━━━ RECORDS
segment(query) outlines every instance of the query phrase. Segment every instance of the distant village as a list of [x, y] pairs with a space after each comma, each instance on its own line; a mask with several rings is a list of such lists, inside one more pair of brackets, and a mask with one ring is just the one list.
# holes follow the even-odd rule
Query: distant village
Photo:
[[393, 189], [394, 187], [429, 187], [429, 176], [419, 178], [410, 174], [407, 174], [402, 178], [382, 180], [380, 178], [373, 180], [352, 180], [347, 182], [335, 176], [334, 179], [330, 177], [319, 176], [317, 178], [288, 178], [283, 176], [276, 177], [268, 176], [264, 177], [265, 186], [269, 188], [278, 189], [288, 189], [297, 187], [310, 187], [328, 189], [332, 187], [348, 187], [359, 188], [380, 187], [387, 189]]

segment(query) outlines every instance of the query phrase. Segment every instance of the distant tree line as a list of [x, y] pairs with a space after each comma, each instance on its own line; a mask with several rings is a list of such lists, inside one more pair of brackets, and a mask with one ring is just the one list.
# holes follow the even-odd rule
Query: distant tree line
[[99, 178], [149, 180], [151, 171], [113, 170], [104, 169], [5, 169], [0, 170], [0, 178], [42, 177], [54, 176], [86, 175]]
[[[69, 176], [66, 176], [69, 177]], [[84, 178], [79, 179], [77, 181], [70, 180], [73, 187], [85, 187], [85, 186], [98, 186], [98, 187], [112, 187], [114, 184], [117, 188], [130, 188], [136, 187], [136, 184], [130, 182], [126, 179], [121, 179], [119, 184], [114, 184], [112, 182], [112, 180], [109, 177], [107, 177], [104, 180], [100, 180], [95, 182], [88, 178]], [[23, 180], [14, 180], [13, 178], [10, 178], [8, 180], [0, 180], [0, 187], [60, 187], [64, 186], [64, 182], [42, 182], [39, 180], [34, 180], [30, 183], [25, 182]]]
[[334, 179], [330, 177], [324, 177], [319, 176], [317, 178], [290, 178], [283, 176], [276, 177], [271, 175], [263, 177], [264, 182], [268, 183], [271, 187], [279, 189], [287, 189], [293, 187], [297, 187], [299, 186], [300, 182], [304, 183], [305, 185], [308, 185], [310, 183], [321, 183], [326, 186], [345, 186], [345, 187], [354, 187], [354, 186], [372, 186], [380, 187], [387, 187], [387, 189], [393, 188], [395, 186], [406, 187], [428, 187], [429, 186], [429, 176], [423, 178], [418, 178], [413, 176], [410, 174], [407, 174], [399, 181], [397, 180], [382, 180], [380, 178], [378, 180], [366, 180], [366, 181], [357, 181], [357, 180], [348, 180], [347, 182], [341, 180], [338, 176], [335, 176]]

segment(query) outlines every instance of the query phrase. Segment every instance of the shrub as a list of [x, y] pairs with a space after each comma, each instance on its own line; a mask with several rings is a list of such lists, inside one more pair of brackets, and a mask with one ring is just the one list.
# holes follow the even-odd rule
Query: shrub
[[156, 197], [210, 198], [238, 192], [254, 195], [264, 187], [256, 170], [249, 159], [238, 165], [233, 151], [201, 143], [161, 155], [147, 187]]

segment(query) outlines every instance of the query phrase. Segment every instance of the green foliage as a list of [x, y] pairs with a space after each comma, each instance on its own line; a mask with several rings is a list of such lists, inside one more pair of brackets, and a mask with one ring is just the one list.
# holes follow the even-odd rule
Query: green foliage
━━━━━━
§ **YOUR INSTRUCTIONS**
Copy every one of the rows above word for word, with nothing changed.

§ **RESULT FOR THIS EXERCISE**
segment(query) outlines every instance of the query phrase. Segment every instance of the distant village as a list of [x, y] pairs with a space after each comma, each instance on its own line; a mask with several rings is a list of such lists, inside one more pair of brackets, and a mask with one ring is just the one list.
# holes follow the even-odd rule
Query: distant village
Photo:
[[393, 189], [394, 187], [429, 187], [429, 176], [419, 178], [410, 174], [407, 174], [402, 178], [382, 180], [380, 178], [373, 180], [352, 180], [347, 182], [335, 176], [334, 179], [330, 177], [319, 176], [317, 178], [288, 178], [283, 176], [276, 177], [268, 176], [264, 177], [265, 186], [269, 188], [278, 189], [288, 189], [297, 187], [310, 187], [328, 189], [332, 187], [348, 187], [359, 188], [380, 187], [387, 189]]

segment(query) outlines every instance of the query phrase. Segment every instance of the distant tree line as a list of [x, y] pairs with a space after each comma, each instance on its own line; a mask with several rings is a list of such lists, inside one more pair of brackets, and a mask with one ring is just the one list.
# holes follow the even-odd rule
Query: distant tree line
[[99, 178], [149, 180], [151, 171], [113, 170], [104, 169], [5, 169], [0, 170], [0, 178], [42, 177], [54, 176], [86, 175]]
[[[69, 176], [66, 176], [69, 177]], [[84, 178], [79, 179], [77, 181], [70, 180], [73, 187], [85, 187], [85, 186], [98, 186], [98, 187], [112, 187], [114, 184], [117, 188], [130, 188], [136, 187], [136, 184], [130, 182], [126, 179], [121, 179], [119, 184], [114, 184], [112, 182], [112, 180], [109, 177], [107, 177], [104, 180], [100, 180], [95, 182], [88, 178]], [[23, 180], [14, 180], [13, 178], [10, 178], [8, 180], [0, 180], [0, 187], [60, 187], [64, 186], [64, 182], [42, 182], [39, 180], [34, 180], [30, 183], [25, 182]]]
[[334, 179], [330, 177], [324, 177], [319, 176], [317, 178], [290, 178], [283, 176], [276, 177], [271, 175], [263, 177], [264, 182], [268, 183], [271, 187], [279, 189], [287, 189], [293, 187], [297, 187], [299, 186], [300, 182], [304, 183], [305, 185], [308, 185], [310, 183], [321, 183], [326, 186], [345, 186], [345, 187], [354, 187], [354, 186], [372, 186], [380, 187], [387, 187], [387, 189], [393, 188], [395, 186], [406, 187], [428, 187], [429, 186], [429, 176], [423, 178], [418, 178], [413, 176], [410, 174], [407, 174], [399, 181], [397, 180], [382, 180], [380, 178], [378, 180], [366, 180], [366, 181], [357, 181], [357, 180], [348, 180], [347, 182], [341, 180], [338, 176], [335, 176]]

segment(query) outlines every instance of the query phrase. Segment every instance of the shrub as a list of [x, y] pairs with a space after each comma, each instance on its own line; a mask with several rings is a list of such lists, inside one more pair of brackets, and a mask with one ring is just the one list.
# holes follow the even-odd rule
Query: shrub
[[156, 197], [210, 198], [238, 192], [254, 195], [264, 187], [256, 170], [249, 159], [238, 165], [233, 151], [201, 143], [161, 155], [147, 187]]

segment(query) outlines every instance of the query phrase. Segment every instance of the green foliage as a list of [x, y] pairs with a space after each comma, each instance on its own line; a mask with several rings is a list of such lists, inside one more pair of brackets, and a mask with one ring is just the one list.
# holes follow the even-odd rule
Query: green foliage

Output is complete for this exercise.